Quoted passage >>
The idea becomes a machine that makes the art.

Sol LeWitt (1967)

In his novel 1984 (1949), George Orwell narrates an imagined future in 1984 in which, through the rise of a totalitarian government, perpetual war, mass surveillance, repressive regulation, historical denialism, and propaganda have taken over Western civilization. The Ministry of Truth is one of the four ministries through which the Ingsoc Party governs Oceania, and is responsible for generating content for culture and entertainment, through an automated process without human intervention. A fictitious generative machine known as versificator is used for this purpose.

In the book, the idea that some form of art or cultural object can be produced by automated means is seen as detrimental: by using automatisms and autopoietic strategies, artistic decisions seem to be delegated to an external instance, perhaps mechanical or repetitive, simplified and normative, and this is considered as a weakness of subjective autonomy (Essl 2007) and an instrument of alienation and cultural homogenization. The notion of human creative superiority manifests itself in the idea that it takes a real artist to create something fine and extraordinary and that the mere generation of creative content by an algorithmic system is far from being a complete model of human creative production. (Ventura 2016)

Problems to work on >>
- A) From the passage on automated art, set down the part that opens with the words containing "In the book, the" and closes with "production. (Ventura 2016)".
- B) According to the passage on automated art, why does the novel treat the automated production of art or cultural objects as harmful? Answer in one to three sentences.

Provided material >>
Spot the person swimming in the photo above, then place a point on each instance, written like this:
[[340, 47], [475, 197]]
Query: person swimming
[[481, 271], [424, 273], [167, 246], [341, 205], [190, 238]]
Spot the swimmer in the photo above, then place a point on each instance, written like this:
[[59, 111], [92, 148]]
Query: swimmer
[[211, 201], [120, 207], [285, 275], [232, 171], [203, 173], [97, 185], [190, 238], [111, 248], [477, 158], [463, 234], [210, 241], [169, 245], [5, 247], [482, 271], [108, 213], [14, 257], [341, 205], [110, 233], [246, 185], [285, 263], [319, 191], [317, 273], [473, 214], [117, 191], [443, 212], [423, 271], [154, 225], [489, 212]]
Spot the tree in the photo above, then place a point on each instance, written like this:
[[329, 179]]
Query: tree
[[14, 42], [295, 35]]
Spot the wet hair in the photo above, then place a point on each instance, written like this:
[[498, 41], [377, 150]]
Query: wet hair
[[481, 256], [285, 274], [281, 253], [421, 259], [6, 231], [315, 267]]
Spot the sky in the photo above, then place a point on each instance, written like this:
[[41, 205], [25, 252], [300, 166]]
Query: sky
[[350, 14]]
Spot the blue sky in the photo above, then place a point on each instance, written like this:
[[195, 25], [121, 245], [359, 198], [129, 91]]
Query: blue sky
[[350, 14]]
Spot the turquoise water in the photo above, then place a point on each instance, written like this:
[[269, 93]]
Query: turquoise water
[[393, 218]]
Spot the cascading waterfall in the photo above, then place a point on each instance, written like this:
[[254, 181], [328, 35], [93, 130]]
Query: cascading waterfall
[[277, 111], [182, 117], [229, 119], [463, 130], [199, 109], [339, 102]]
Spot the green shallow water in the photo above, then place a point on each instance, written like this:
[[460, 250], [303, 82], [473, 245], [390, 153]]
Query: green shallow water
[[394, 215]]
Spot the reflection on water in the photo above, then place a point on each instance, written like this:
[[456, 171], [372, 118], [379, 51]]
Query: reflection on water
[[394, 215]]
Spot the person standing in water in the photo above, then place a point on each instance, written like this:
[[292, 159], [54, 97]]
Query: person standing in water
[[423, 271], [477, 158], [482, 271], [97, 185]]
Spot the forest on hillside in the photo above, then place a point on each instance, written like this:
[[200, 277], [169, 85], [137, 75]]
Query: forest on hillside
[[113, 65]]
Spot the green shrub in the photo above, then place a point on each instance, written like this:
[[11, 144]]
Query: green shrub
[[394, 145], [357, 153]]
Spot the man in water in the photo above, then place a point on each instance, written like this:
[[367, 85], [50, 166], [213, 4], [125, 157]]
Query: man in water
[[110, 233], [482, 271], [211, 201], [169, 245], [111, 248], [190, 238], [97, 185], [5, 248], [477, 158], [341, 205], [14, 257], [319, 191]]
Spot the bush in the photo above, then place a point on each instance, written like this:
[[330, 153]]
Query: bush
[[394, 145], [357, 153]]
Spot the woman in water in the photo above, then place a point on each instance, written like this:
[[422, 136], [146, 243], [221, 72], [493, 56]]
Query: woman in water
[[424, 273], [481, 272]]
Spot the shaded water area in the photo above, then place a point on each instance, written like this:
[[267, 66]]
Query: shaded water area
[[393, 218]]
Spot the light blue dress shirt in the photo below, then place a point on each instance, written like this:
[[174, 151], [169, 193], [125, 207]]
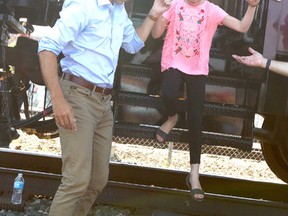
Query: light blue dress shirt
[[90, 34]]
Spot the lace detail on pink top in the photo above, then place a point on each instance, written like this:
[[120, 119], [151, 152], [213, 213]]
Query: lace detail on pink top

Exercise answers >>
- A)
In the book, the idea that some form of art or cultural object can be produced by automated means is seen as detrimental: by using automatisms and autopoietic strategies, artistic decisions seem to be delegated to an external instance, perhaps mechanical or repetitive, simplified and normative, and this is considered as a weakness of subjective autonomy (Essl 2007) and an instrument of alienation and cultural homogenization. The notion of human creative superiority manifests itself in the idea that it takes a real artist to create something fine and extraordinary and that the mere generation of creative content by an algorithmic system is far from being a complete model of human creative production. (Ventura 2016)

- B) Automated production seems to hand artistic decisions to an external instance that may be mechanical or repetitive, simplified, and normative. This is seen as a weakness of subjective autonomy and as an instrument of alienation and cultural homogenization.